**BACAAN**:
Beberapa waktu lalu, saya membaca berita tentang kepala desa yang ditangkap karena menyalahgunakan dana desa. Bukan satu atau dua orang---ada puluhan kasus serupa yang mencuat sepanjang tahun 2023. Dana yang semestinya digunakan untuk membangun jalan desa, fasilitas umum, atau memberdayakan masyarakat, justru dijadikan "ladang basah" oleh oknum aparat desa.
Salah satu kasus yang cukup menyita perhatian terjadi di Kabupaten Penajam Paser Utara, Kalimantan Timur. Beberapa kepala desa terbukti menggelapkan dana desa yang nilainya miliaran rupiah. Akibatnya, pembangunan terhenti, masyarakat kehilangan haknya, dan kepercayaan publik kembali terguncang.
Saya pun bertanya dalam hati: Di mana Pancasila saat itu?
Pancasila: Bukan Hanya Hafalan, Tapi Pedoman Hidup
Sebagai dasar negara, Pancasila bukan hanya dokumen simbolis atau hafalan wajib tiap upacara. Ia seharusnya menjadi pedoman moral dalam pengambilan keputusan politik dan kebijakan publik. Dalam kasus korupsi dana desa ini, saya melihat ada beberapa nilai Pancasila yang secara terang-terangan dilanggar.

Entri data yang dikumpulkan:
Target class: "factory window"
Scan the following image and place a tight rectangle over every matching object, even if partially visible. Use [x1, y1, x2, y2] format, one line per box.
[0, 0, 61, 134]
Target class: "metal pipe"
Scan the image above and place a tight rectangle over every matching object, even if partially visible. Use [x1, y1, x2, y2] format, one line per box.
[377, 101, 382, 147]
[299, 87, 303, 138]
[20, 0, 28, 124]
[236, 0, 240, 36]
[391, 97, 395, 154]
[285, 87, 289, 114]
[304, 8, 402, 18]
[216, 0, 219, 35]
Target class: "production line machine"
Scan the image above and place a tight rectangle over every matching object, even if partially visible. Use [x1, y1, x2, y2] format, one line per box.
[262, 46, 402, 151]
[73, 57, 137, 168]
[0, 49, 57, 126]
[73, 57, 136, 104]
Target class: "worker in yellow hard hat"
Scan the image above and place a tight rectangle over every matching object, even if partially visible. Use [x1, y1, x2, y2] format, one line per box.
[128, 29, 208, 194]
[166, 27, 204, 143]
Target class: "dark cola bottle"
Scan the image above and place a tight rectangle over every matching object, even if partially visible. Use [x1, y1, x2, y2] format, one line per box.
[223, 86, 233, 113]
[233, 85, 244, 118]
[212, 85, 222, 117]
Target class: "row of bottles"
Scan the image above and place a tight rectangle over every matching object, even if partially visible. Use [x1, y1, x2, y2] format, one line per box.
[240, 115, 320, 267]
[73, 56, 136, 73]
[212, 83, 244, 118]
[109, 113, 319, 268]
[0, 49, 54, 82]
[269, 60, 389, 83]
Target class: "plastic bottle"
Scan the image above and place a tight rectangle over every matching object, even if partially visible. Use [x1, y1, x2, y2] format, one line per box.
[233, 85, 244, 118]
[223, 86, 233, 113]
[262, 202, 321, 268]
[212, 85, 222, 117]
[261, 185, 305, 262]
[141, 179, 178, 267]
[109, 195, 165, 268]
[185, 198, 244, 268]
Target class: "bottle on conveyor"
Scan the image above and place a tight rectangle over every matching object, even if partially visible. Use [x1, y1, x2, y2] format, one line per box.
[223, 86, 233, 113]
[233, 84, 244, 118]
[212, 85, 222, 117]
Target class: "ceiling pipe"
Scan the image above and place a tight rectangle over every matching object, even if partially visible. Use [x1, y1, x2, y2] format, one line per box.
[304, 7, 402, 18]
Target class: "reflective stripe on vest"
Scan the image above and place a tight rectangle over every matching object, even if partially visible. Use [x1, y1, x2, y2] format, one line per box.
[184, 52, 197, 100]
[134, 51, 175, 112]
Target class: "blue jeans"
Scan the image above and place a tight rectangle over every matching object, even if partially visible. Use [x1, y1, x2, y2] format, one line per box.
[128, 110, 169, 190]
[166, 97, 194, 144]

**TUGAS TERTULIS**:
Dalam bacaan tentang korupsi dana desa, di kabupaten mana terjadi salah satu kasus yang disebut cukup menyita perhatian?

**JAWABAN LATIHAN**:
Kabupaten Penajam Paser Utara, Kalimantan Timur.